Stated goal a:
How many lines of the entries below contain the string "anchor"? Reply with the number alone.

Passage:
* * *

# Where to print +18 artwork?



## Madopts (Feb 26, 2014)

Hello,

I'm not sure where to post this question, sorry for any trouble.

I'm planing to do an artbook, but I don't know any places online to print adult stuff. 
*Do you guys know any website that print adult +18 content?* 
Please let me know.


----------



## Catilda Lily (Feb 26, 2014)

Google it?


----------



## Charrio (Feb 26, 2014)

I have mine printed up at my local Office Max, Ask them when they aren't busy and few people around. 
Most are pretty cool about it, you just have to be discreet about it.

Don't go flashing it around, they will usually give you a bag or box to carry it in as they too want to keep it away from sensitive customers.


----------



## Kaiser Tag (Mar 5, 2014)

http://ka-blam.com/printing/front/  They are also the best priced and great quality.


----------



## Batty Krueger (Mar 5, 2014)

* * *

(Data items)
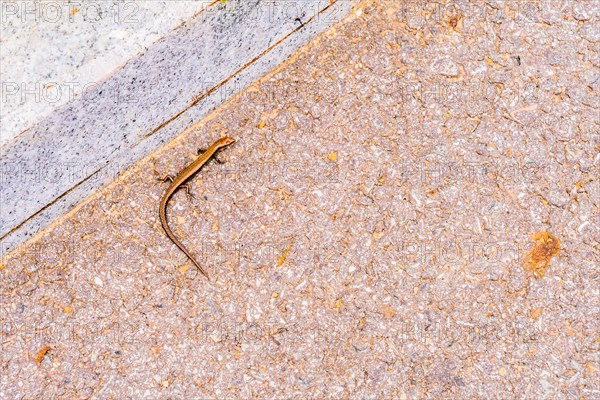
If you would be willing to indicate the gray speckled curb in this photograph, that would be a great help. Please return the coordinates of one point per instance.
(50, 168)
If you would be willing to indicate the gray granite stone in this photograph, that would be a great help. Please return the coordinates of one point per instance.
(53, 166)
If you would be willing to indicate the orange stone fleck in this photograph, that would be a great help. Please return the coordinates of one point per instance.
(538, 259)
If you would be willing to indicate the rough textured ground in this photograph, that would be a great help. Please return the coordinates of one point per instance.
(366, 236)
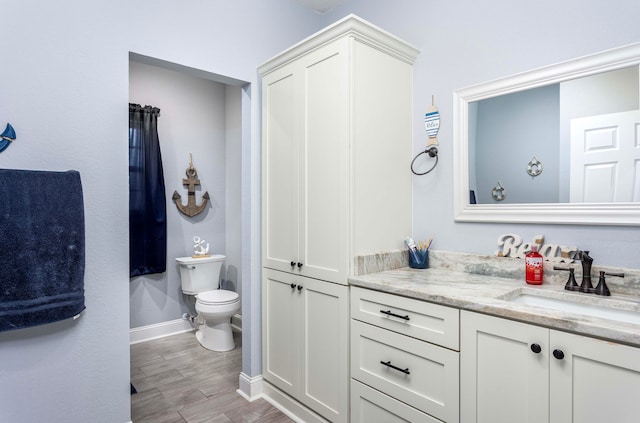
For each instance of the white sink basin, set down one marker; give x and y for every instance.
(621, 311)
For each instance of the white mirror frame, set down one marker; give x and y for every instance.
(627, 214)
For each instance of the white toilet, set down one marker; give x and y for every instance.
(200, 277)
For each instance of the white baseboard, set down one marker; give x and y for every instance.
(159, 330)
(250, 388)
(236, 322)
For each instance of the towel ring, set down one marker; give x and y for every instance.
(432, 152)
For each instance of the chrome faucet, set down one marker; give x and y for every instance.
(586, 285)
(587, 261)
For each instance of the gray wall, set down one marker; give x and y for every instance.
(468, 42)
(64, 85)
(510, 131)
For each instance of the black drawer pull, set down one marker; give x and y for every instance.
(389, 313)
(388, 364)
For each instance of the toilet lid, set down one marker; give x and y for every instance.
(217, 296)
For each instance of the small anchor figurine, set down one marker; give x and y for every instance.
(191, 209)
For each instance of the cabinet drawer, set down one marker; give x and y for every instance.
(419, 319)
(371, 406)
(420, 374)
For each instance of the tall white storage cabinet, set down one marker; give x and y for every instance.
(336, 133)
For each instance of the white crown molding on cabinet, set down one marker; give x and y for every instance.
(320, 6)
(355, 26)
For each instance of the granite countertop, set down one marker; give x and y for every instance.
(490, 295)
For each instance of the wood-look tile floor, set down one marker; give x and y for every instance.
(179, 381)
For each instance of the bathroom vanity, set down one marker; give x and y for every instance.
(514, 362)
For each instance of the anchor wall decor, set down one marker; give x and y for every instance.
(7, 137)
(191, 209)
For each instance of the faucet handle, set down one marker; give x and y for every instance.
(571, 284)
(602, 288)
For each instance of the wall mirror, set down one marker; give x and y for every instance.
(559, 144)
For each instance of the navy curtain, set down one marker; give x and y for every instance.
(147, 203)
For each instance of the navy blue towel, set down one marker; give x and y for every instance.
(41, 247)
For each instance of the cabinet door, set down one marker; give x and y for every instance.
(324, 164)
(280, 131)
(596, 381)
(502, 379)
(324, 340)
(280, 334)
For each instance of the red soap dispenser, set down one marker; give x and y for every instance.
(533, 266)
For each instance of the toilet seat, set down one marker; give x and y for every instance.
(217, 297)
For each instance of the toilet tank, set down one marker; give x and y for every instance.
(200, 274)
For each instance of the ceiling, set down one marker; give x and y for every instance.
(320, 6)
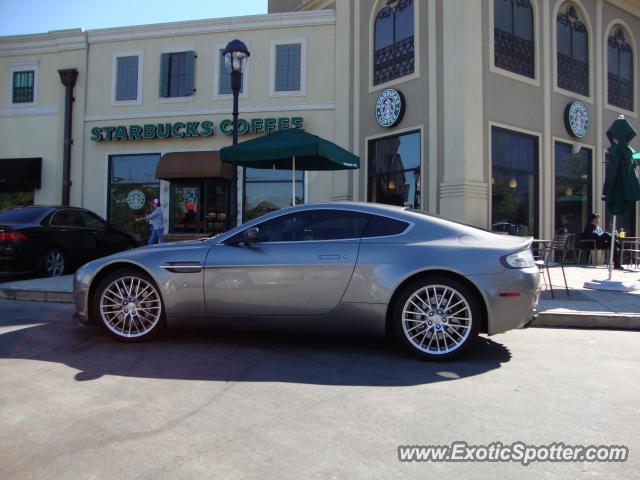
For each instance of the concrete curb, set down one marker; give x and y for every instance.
(605, 320)
(35, 295)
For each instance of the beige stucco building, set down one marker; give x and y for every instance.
(493, 112)
(489, 79)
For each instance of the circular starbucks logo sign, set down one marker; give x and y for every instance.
(135, 199)
(576, 119)
(389, 107)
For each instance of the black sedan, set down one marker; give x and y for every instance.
(55, 240)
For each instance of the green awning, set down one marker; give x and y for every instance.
(279, 149)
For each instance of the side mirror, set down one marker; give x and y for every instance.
(250, 235)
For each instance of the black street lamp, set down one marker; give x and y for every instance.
(236, 55)
(235, 58)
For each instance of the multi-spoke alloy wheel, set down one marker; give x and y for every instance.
(437, 319)
(129, 306)
(53, 263)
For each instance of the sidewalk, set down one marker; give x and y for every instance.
(55, 289)
(585, 308)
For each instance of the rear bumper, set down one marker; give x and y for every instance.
(81, 299)
(509, 312)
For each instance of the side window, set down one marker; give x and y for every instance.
(67, 218)
(313, 225)
(91, 220)
(126, 77)
(384, 227)
(177, 74)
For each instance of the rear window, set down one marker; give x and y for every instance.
(26, 215)
(384, 227)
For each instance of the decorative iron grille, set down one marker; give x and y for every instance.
(394, 61)
(573, 75)
(620, 92)
(514, 53)
(620, 89)
(22, 87)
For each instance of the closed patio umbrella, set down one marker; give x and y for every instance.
(290, 149)
(621, 189)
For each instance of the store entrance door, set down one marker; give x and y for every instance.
(200, 206)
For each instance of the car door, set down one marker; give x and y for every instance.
(69, 233)
(301, 265)
(107, 240)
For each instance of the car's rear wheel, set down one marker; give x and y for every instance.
(53, 262)
(436, 319)
(129, 306)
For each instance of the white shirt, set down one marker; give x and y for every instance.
(155, 219)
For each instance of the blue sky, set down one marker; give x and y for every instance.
(37, 16)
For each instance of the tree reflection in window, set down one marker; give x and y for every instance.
(573, 51)
(513, 36)
(393, 41)
(620, 70)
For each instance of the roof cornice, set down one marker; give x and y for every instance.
(195, 27)
(630, 6)
(53, 41)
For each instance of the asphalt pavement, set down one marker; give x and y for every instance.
(295, 403)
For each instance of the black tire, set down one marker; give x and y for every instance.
(52, 262)
(457, 325)
(136, 320)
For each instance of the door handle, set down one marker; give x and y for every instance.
(182, 267)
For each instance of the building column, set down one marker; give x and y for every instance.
(464, 193)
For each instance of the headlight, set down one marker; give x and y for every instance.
(521, 259)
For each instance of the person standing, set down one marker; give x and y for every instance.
(156, 222)
(593, 231)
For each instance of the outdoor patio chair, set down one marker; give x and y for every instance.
(588, 246)
(554, 254)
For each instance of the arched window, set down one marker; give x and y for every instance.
(620, 69)
(393, 41)
(573, 51)
(513, 36)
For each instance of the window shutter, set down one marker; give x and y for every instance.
(191, 73)
(164, 75)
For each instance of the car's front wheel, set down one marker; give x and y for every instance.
(436, 319)
(129, 306)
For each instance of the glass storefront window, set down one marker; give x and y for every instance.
(15, 199)
(514, 182)
(269, 190)
(132, 184)
(200, 206)
(626, 221)
(394, 170)
(573, 182)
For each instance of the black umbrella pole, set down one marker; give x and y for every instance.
(613, 246)
(236, 84)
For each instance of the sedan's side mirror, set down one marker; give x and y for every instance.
(250, 235)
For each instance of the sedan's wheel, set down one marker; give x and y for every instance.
(129, 306)
(53, 263)
(437, 319)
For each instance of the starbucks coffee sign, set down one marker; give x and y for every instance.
(576, 119)
(389, 107)
(135, 199)
(206, 128)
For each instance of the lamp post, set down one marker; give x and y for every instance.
(236, 56)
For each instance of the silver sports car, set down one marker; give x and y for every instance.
(433, 283)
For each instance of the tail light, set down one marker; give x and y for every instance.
(11, 236)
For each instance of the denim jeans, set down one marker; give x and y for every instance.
(155, 236)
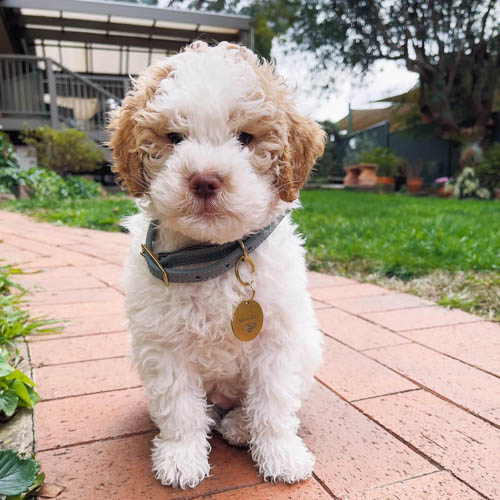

* * *

Stated goal b:
Answer these questions about the forum thread above, one answer per line:
(i) At which store does Charrio get prints made?
(ii) What two qualities does Kaiser Tag claim for the linked printing site?
(iii) On what date did Madopts post the opening question?

Correct response a:
2

Correct response b:
(i) The local Office Max
(ii) Best priced and great quality
(iii) Feb 26, 2014